**TO-DO ITEM**. Revise the entries below by replacing every instance of "rough mask" with "coarse mask" and leaving the rest unchanged.
*** Opening of INFORMATION GIVEN ***
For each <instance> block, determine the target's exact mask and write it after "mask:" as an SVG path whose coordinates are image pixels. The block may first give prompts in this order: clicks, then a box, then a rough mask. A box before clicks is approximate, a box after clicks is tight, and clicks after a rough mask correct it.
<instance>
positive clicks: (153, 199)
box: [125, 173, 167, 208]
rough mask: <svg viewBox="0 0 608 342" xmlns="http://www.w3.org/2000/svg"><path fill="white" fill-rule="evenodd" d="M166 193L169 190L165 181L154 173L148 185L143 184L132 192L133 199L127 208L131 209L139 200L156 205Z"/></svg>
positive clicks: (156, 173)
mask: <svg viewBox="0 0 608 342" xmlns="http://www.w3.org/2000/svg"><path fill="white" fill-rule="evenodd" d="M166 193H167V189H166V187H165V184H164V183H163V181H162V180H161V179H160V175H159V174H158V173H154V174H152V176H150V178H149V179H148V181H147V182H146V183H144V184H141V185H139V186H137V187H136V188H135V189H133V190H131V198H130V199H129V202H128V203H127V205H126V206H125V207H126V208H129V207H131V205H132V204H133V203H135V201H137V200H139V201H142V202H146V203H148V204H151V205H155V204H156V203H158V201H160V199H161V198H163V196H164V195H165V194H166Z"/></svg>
*** Close of INFORMATION GIVEN ***
**RESULT OF THE EXERCISE**.
For each <instance> block, determine the target's exact mask and write it after "mask:" as an SVG path whose coordinates are image pixels. The block may first give prompts in this order: clicks, then a box, then a coarse mask. A box before clicks is approximate, a box after clicks is tight, and clicks after a coarse mask correct it.
<instance>
positive clicks: (153, 199)
box: [125, 173, 167, 208]
coarse mask: <svg viewBox="0 0 608 342" xmlns="http://www.w3.org/2000/svg"><path fill="white" fill-rule="evenodd" d="M166 193L169 190L165 181L154 173L148 185L143 184L132 192L133 199L127 208L131 209L139 200L156 205Z"/></svg>
positive clicks: (156, 173)
mask: <svg viewBox="0 0 608 342" xmlns="http://www.w3.org/2000/svg"><path fill="white" fill-rule="evenodd" d="M166 193H167V189H166V187H165V184H164V183H163V181H162V180H161V179H160V175H159V174H158V173H154V174H152V176H150V178H149V179H148V181H147V182H146V183H144V184H141V185H139V186H137V187H136V188H135V189H133V190H131V198H130V199H129V202H128V203H127V205H126V206H125V207H126V208H129V207H131V205H132V204H133V203H135V201H137V200H139V201H142V202H146V203H148V204H151V205H155V204H156V203H158V201H160V199H161V198H163V196H164V195H165V194H166Z"/></svg>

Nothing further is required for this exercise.